---- Provided text
HALIFAX - The federal government is changing the way it pays for certain services for former members of the Canadian Forces.
Veterans Affairs Minister Steven Blaney announced measures Tuesday that will provide veterans with upfront payments for grounds maintenance and housekeeping services.
Speaking at a legion hall in Halifax, Blaney said veterans who qualify for the veterans independence program will no longer have to submit receipts for the two services, eliminating the need to wait weeks in some cases before being reimbursed.
"Instead of having to submit every single receipt for his housekeeping and ground maintenance, he will get one or two cheques a year in advance so he will be able to pay in advance and get the services needed," said Blaney.
The revamped system only applies to grounds maintenance and housekeeping, giving veterans who qualify a maximum of $9,991 a year, a cap that was already in place. The change does not apply to in-home nursing care or other services such as Meals on Wheels.
Veterans Affairs will carry out yearly assessments to ensure the allotted money is sufficient for the veteran's needs. If a veteran's situation needs re-evaluation and more care, the department can accommodate a revision within a few weeks.
The decrease in administration time would free up resources to ensure continued support for veterans, Blaney said.
Blaney said the move is part of a broad effort to cut red tape and make it easier for veterans to receive services. But he said the change could affecting staffing levels.
--------
---- Data for review
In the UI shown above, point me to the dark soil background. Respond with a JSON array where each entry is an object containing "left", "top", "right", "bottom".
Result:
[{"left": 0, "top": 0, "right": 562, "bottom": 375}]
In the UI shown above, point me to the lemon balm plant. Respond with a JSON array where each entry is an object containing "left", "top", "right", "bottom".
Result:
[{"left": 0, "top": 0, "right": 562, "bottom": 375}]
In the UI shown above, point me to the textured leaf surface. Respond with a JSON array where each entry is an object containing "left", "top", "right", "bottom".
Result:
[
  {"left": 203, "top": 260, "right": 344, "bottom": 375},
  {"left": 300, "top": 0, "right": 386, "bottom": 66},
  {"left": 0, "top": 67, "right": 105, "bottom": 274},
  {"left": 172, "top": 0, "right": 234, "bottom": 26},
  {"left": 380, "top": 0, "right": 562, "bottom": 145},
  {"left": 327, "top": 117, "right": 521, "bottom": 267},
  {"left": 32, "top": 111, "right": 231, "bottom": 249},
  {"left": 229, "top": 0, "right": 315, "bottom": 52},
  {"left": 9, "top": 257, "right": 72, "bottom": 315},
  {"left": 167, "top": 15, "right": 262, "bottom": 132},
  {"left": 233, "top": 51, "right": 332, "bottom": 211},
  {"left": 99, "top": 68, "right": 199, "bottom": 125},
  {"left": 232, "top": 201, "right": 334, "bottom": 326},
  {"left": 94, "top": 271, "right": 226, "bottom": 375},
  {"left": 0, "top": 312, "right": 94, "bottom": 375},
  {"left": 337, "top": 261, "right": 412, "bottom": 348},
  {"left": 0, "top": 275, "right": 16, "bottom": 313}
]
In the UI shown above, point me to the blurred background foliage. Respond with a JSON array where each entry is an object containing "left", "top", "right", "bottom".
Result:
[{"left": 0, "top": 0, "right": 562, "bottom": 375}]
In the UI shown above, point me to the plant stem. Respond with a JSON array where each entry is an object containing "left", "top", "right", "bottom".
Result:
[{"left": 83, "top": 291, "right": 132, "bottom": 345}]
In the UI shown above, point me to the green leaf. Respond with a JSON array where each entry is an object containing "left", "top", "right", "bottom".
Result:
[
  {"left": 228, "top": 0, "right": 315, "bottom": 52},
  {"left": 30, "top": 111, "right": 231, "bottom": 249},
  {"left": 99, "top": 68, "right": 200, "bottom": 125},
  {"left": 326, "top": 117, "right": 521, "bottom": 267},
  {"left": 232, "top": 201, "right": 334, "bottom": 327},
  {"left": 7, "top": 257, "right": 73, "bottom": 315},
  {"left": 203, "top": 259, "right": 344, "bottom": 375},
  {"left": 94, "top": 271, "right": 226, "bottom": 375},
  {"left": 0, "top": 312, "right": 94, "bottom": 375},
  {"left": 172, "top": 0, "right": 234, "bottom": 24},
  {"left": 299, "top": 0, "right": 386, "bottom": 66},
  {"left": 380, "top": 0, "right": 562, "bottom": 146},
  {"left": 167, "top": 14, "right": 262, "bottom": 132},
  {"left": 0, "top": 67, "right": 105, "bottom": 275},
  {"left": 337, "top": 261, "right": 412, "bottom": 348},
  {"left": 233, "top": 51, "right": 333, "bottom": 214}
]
--------
→ Problem to solve:
According to the article on veterans' service payments, what is the yearly maximum a qualifying veteran can receive for grounds maintenance and housekeeping?

→ Response to the exercise:
$9,991 a year.